Not much has changed, except that the XPP2 interface used separate objects (XmlStartTag and XmlEndTag) to report information about a start or end tag, while the XMLPull common API makes the information directly available from the parser.

The only other necessary change: Remove the call to the parser's reset() method from the TradePullHandler class. When that's done, everything works as expected, and the example program can now use any XMLPull implementation (currently XPP3 and kXML, but more will be coming soon).

The once and future standard

A new Java Community Process (JCP) specification request specifies a standard API for Java pull parsers. As of yet, I can't say what will happen because the project, JSR-173: Streaming API for XML, has just started, but the results will prove important for the long term.

You don't, however, need to wait for the specification. Using a wrapper, such as the PullWrapper class shown above, can both isolate your program from the API details and provide you with higher-level building blocks for your application code (such as the parseElementContent(name) and attributeValue(name) methods). If the underlying parser API changes, you need only modify the wrapper code, not your application.

Performance comparisons

In this series I've shown how application programming can be much easier for pull parsers than for the SAX2-style push parsers. But do the relatively new pull parsers deliver the performance necessary for real applications? It's time to run some tests and find out!

For this purpose, I modified my existing XMLBench program. The original version tested XML document-model performance in Java (DOM (Document Object Model), JDOM, dom4j, and so on). For the performance tests, I extended the program to also test SAX2 and XMLPull parser speed. Although the test mainly concerns performance, it does check that each parser accurately reports the document structure's basics (element number, attribute number, total attribute length, and character-data content text).

Test documents

The tests use various XML documents to both verify that the parsers can handle the documents properly and to measure how different document sizes and structures affect performance. I break the results into small, mid-sized, and large documents.

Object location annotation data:
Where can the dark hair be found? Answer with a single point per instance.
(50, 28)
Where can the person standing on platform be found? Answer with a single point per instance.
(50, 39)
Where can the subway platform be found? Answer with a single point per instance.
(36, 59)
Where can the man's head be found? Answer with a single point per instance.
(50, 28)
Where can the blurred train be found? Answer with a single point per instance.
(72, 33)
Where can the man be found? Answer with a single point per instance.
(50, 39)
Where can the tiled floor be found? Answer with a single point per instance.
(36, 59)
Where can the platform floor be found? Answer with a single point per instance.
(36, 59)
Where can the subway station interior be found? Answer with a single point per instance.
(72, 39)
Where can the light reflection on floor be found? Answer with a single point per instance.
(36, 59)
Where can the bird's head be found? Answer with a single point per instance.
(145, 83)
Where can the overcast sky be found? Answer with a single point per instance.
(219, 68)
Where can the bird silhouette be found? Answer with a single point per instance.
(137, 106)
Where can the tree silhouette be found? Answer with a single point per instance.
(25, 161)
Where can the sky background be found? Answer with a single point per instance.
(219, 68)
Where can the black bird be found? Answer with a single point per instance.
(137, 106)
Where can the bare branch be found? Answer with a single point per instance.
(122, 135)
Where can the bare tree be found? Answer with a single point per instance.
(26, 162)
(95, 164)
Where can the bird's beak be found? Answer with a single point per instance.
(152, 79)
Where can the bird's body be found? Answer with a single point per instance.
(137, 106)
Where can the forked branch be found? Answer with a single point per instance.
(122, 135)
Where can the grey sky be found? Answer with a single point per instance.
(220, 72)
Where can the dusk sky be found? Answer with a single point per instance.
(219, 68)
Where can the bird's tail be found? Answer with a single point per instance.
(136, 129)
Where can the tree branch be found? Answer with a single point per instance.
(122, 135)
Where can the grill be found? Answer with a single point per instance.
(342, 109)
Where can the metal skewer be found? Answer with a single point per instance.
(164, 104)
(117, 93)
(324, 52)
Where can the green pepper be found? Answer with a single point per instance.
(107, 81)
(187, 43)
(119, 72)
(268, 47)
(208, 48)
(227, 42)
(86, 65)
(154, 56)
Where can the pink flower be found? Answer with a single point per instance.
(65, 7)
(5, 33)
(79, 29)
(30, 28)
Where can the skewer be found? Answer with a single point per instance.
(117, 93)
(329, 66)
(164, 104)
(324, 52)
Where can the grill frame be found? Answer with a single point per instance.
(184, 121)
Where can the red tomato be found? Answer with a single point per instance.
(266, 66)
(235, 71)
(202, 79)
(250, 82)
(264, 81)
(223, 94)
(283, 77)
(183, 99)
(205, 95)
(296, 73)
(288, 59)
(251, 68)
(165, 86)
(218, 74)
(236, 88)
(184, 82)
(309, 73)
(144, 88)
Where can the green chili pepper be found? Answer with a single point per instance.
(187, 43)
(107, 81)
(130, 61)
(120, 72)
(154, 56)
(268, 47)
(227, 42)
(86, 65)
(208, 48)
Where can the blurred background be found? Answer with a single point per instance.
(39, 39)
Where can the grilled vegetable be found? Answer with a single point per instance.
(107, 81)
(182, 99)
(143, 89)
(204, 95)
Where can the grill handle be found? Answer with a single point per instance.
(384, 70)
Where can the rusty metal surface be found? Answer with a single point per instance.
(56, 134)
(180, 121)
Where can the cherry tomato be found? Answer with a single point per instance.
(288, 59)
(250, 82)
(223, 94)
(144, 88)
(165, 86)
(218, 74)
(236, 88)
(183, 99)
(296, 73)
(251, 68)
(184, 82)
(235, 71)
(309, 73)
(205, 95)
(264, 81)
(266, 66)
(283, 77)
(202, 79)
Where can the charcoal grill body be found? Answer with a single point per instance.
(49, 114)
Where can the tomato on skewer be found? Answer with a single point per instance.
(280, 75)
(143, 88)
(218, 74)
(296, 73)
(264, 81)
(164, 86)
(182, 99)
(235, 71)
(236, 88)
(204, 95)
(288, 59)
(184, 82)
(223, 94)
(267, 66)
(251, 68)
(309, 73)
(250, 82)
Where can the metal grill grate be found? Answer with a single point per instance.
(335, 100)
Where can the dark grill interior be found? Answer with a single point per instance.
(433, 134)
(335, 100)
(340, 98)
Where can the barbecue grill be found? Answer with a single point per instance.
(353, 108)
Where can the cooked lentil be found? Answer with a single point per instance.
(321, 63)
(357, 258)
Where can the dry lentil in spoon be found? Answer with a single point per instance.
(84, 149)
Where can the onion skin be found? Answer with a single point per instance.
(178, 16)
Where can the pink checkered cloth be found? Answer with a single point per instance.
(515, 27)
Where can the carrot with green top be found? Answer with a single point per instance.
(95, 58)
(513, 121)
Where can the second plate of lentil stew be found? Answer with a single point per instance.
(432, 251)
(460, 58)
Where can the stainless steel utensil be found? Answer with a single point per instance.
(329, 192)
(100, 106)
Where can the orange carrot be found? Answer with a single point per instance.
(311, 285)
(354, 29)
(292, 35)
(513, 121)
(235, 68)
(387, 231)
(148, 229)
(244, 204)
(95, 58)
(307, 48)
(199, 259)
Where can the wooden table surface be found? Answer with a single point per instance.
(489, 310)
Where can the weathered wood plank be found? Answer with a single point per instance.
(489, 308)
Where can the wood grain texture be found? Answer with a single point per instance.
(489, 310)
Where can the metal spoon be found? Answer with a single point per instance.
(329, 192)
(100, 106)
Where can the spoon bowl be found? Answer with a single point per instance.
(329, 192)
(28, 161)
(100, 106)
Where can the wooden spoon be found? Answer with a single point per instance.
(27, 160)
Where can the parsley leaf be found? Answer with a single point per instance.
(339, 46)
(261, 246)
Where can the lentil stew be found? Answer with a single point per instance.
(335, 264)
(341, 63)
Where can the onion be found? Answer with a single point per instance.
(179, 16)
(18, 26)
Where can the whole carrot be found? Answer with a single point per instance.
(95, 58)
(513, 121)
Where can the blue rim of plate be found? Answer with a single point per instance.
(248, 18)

▶ _Given request_: Print the stretch of the pull parser article from "Not much has" through "the long term.". Rely only on the pull parser article and not on the material.

▶ _Output below_:
Not much has changed, except that the XPP2 interface used separate objects (XmlStartTag and XmlEndTag) to report information about a start or end tag, while the XMLPull common API makes the information directly available from the parser.

The only other necessary change: Remove the call to the parser's reset() method from the TradePullHandler class. When that's done, everything works as expected, and the example program can now use any XMLPull implementation (currently XPP3 and kXML, but more will be coming soon).

The once and future standard

A new Java Community Process (JCP) specification request specifies a standard API for Java pull parsers. As of yet, I can't say what will happen because the project, JSR-173: Streaming API for XML, has just started, but the results will prove important for the long term.